# [Task to carry out]
From the records below, output exactly the lines running from the line containing "Report x and y for each instance of the forearm" through the line containing "Report x and y for each instance of the green", and no others.

# [Records supplied]

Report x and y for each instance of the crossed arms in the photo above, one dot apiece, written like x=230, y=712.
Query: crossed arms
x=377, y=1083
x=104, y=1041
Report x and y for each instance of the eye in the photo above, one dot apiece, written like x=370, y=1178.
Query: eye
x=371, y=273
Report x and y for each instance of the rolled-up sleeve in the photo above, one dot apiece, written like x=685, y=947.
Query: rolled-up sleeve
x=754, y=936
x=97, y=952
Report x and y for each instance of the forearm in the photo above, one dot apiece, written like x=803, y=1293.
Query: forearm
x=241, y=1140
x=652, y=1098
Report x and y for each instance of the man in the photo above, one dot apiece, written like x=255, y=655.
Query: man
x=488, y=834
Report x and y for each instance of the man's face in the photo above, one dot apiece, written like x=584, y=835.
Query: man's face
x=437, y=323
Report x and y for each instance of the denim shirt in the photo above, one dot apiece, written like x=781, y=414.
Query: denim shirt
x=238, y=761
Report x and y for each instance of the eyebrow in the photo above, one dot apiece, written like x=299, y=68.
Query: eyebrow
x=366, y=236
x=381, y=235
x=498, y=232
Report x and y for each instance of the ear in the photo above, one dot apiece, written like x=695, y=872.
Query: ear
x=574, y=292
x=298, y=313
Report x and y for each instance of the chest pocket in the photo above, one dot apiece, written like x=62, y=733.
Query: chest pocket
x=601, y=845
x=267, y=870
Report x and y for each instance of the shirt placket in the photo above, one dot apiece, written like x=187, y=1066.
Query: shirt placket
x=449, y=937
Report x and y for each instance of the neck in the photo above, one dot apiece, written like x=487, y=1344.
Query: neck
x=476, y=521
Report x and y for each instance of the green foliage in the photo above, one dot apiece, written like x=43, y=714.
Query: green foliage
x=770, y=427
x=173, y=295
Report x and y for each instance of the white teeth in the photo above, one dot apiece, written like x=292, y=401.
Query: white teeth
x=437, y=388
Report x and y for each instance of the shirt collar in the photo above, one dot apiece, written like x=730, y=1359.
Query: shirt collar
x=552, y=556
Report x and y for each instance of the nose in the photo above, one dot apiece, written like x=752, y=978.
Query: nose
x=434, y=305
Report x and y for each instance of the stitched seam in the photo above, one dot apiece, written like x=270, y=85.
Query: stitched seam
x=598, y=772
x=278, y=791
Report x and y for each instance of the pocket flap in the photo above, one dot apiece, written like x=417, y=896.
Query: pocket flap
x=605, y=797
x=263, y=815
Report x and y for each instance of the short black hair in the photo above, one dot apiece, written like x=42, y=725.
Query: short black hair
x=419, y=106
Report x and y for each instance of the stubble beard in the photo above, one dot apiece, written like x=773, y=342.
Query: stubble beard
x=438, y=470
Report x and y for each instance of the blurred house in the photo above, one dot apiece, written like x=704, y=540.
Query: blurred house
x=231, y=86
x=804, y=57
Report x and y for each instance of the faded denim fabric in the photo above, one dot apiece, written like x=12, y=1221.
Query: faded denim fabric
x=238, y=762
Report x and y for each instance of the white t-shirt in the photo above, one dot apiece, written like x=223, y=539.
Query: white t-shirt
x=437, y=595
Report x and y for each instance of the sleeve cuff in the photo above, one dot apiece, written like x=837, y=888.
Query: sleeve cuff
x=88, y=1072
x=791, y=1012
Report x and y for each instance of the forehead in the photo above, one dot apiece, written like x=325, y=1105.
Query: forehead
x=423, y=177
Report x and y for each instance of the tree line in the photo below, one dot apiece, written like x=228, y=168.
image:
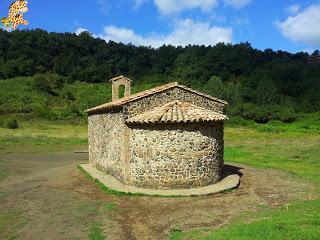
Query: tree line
x=260, y=85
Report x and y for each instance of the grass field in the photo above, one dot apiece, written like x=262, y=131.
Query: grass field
x=41, y=135
x=293, y=148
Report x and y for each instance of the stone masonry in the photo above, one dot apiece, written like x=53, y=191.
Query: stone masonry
x=171, y=154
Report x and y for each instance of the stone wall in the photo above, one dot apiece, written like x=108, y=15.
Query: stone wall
x=159, y=99
x=176, y=156
x=106, y=142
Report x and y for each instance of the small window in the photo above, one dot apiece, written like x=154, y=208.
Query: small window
x=121, y=91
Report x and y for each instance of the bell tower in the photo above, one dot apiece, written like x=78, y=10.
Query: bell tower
x=120, y=81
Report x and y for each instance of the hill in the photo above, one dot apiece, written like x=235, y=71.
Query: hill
x=57, y=75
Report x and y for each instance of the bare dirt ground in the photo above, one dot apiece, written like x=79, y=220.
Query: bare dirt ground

# [Response for this exercise]
Report x and y for each instance of the forearm in the photo above, one dot apiece, written like x=803, y=1293.
Query: forearm
x=241, y=1140
x=652, y=1098
Report x and y for each instance of the man in the photo above, one dot apiece, written like x=255, y=655.
Query: man
x=488, y=834
Report x and y for each instance of the man's face in the photo above, one dot apiece, written like x=584, y=835.
Query: man's face
x=437, y=323
Report x and y for each instance of the denim shirt in the photo above, one dot apiece, written like x=781, y=414.
Query: denim shirt
x=238, y=761
Report x and y for each instance of the eyebrow in the photo above, one dot apiece, written like x=299, y=68.
Query: eyebrow
x=366, y=236
x=381, y=235
x=498, y=232
Report x and y for each instance of the ear in the photo above, one dot apiece, written like x=695, y=872.
Query: ear
x=574, y=292
x=298, y=313
Report x and y for each instance of the chest pocket in the photo above, one dot apiece, written like x=62, y=733.
Query: chest pocket
x=601, y=845
x=267, y=870
Report x and y for each instance of the shirt placket in the photo above, one dot apiece, written like x=187, y=1066.
Query: shirt placket
x=449, y=937
Report x and y for each instance of the neck in the photo above, one dot apiece, written like x=487, y=1344.
Query: neck
x=476, y=521
Report x and y for each instance of the green foliage in the photo above, one dot apiece, written like x=43, y=714.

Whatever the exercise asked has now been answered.